Face à ce constat, quelles sont les solutions ?

Il est important de souligner que des fédérations n’ont pas attendu le CNOSF pour œuvrer sur ce sujet. 35% des fédérations ont créé, ou sont en train de le faire, une structure qui a pour finalité de récolter des fonds. Je pense à des filiales, des sociétés privées, des fonds de dotations, des fondations… C’est une démarche que nous saluons et d’autres fédérations peuvent s’en inspirer. Le rôle du CNOSF est de contribuer à ce partage d’expériences et de bonnes pratiques. Nous sommes 109 membres associés et fédérations au sein du CNOSF, qui n’ont pas tous le même modèle économique. En revanche, il faut identifier les fédérations qui ont fait preuve d’innovation sur le plan économique pour qu’elles puissent en faire bénéficier l’ensemble des fédérations. C’est un travail que nous menons désormais avec 90 référents au sein des différentes fédérations. Nous avons aussi mis en place une veille économique qui a pour objectif de partager les informations dans l’écosystème sportif. Il y a également des réunions régulières sur des thématiques variées, comme le mécénat, le sponsoring, les fonds de dotations, les licences… Tous ces aspects-là sont abordés. Enfin, nous avons signé une convention avec le Medef (mouvement des entreprises de France) pour un rapprochement entre le monde associatif et le monde économique. La volonté de Brigitte Henriques (la présidente du CNOSF) est de créer des synergies entre les deux mondes, dans le respect des vocations de chacun.

« Toutes les fédérations concurrencées sont dans une démarche d’évolution »

Parmi les grandes avancées sur ce sujet de la transformation économique, le CNOSF a lancé « Ma Petite Sponso », une plateforme de « cashback solidaire ». Quel est son objectif ?

Nous avions à cœur de travailler sur une plateforme pratique, simple d’utilisation et qui permette de toucher directement les clubs fédérés en matière d’accompagnement économique. Cette plateforme de cashback est doublement solidaire. Premièrement, l’utilisateur s’engage à reverser a minima 50% de sa cagnotte à un club fédéré de son choix. Deuxièmement, le club aura la capacité d’intégrer dans ce réseau l’un de ses partenaires et pourra en faire bénéficier l’ensemble des utilisateurs de la plateforme. Cet aspect est innovant et permet de créer une communauté dirigée vers le sport. Aujourd’hui, deux tiers des clubs disposent d’un budget annuel qui avoisine les 12 000 euros. Dans cette somme, la part de partenariats privés représente environ 1 000 euros. Nous sommes donc sur de toutes petites participations de la sphère privée. Avec « Ma Petite Sponso », nous avons l’envie de créer de l’activité économique, de faire en sorte que ce cagnottage puisse bénéficier aux clubs fédérés. C’est la première fois que le CNOSF met en place une action de ce type. C’est une grande avancée.

LISTE:
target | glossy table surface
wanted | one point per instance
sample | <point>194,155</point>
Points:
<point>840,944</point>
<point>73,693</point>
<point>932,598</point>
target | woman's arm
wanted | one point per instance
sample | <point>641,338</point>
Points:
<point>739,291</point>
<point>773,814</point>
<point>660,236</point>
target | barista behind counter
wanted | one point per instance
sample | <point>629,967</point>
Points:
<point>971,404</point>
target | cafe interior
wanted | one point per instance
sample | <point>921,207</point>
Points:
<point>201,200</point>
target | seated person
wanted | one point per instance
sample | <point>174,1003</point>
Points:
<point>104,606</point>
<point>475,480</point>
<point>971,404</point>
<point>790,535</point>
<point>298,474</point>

CONSIGNE: Reprenez l'entretien sur le modèle économique des fédérations sportives après sa dernière phrase et poursuivez-le dans le même ton.

RÉPONSE ATTENDUE:
Agir au cœur des territoires, comme le fait « Ma Petite Sponso », cela semble essentiel pour rendre cette transformation économique durable et pérenne…

Exactement. Nous sommes dans l’air du temps en valorisant les circuits courts et la consommation locale, tout en assurant la promotion du tissu associatif et de ses liens avec les entreprises. Je pense sincèrement qu’il y a des valeurs fortes qui sont attachées à cette plateforme. Surtout, « Ma Petite Sponso » s’adresse à tout le monde, ce qui n’est pas rien. Toutes les fédérations sont loin d’avoir le même modèle économique. Certaines ne sont pas du tout concurrencées, d’autres le sont par des fédérations multisports ou des structures privées. Toutes les fédérations concurrencées sont dans une démarche d’évolution. Aujourd’hui, il y a un public qui se fédère, mais qui n’a pas forcément l’envie de participer à des compétitions. C’est un public loisir, et donc client. Cela nécessite pour les clubs et les fédérations de s’approprier cette nouvelle forme de licenciés. Il y a une approche consumériste plus forte et l’on doit en tenir compte pour continuer à évoluer et se développer. Le monde fédéré n’est pas has-been. Les fédérations sont en train d’opérer leur révolution économique. Tout cela ne se fait pas du jour au lendemain. Le CNOSF est là pour les accompagner.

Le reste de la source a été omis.